What the task asks — Can you give all the records again without altering a single character?

Supplied records —

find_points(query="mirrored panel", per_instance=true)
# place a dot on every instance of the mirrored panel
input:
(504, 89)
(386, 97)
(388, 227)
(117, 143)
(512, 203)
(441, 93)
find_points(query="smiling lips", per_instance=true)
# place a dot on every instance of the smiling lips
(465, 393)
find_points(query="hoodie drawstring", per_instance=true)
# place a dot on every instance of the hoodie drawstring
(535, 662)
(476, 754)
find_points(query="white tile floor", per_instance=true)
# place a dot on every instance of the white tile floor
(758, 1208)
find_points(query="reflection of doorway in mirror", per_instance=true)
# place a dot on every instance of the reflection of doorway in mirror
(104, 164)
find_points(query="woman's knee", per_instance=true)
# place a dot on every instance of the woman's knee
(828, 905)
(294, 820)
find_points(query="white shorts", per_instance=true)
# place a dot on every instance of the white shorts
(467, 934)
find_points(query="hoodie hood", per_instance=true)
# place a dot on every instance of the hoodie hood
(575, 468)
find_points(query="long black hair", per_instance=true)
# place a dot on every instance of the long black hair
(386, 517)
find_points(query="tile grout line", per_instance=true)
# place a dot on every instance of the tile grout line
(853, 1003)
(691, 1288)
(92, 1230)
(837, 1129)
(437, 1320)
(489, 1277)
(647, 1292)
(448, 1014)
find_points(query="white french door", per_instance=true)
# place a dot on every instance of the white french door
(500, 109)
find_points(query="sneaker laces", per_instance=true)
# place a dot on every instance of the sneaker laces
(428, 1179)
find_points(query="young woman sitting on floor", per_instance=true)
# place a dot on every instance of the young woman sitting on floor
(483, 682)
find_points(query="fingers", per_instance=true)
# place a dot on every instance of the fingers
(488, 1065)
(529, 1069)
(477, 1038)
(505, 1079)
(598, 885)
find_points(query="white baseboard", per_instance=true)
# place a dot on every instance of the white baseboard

Written answer —
find_points(query="mirrored panel", per_instance=true)
# place a dot on every instance of the mirrored panel
input:
(504, 89)
(386, 97)
(388, 227)
(117, 143)
(512, 203)
(441, 93)
find_points(query="smiling lips", per_instance=true)
# place a dot on every instance of the smiling lips
(465, 393)
find_points(query="hoodie drawstring", per_instance=true)
# place a dot on every instance of the hoodie drawstring
(535, 662)
(476, 754)
find_points(query="white tile floor", per_instance=true)
# place a dot on every instance of the white tile floor
(758, 1208)
find_points(query="reflection of doorway in mirror", per_instance=true)
# place a dot on every instance of the reflection of doorway in mirror
(104, 164)
find_points(query="woman's knee", per_instance=true)
# place a dot on every instance of the woman's knee
(828, 905)
(294, 820)
find_points(query="white shorts", per_instance=true)
# place a dot on every instance of the white shorts
(467, 934)
find_points(query="hoodie hood", per_instance=true)
# place a dot on every instance of the hoodie hood
(575, 468)
find_points(query="long black hair", per_instance=true)
# place a dot on every instance of the long black hair
(386, 517)
find_points(query="tile grout line", per_instance=true)
# place a dot on every instance of the tile grout line
(853, 1003)
(691, 1288)
(92, 1230)
(837, 1129)
(437, 1320)
(489, 1277)
(647, 1292)
(448, 1014)
find_points(query="white french door", per_instance=true)
# place a dot on every instance of the white french door
(500, 109)
find_points(query="sneaker laces", per_instance=true)
# place a dot on every instance of the sneaker laces
(428, 1179)
find_points(query="young woman sitting on floor", per_instance=true)
# place a dot on every instance of the young woman sitting on floor
(483, 682)
find_points(query="fingers", per_instance=true)
# place a dot on every instance of the fingers
(488, 1065)
(529, 1069)
(477, 1038)
(505, 1079)
(598, 885)
find_points(query="white baseboard", per_instance=true)
# place a dot on every instance of the white baseboard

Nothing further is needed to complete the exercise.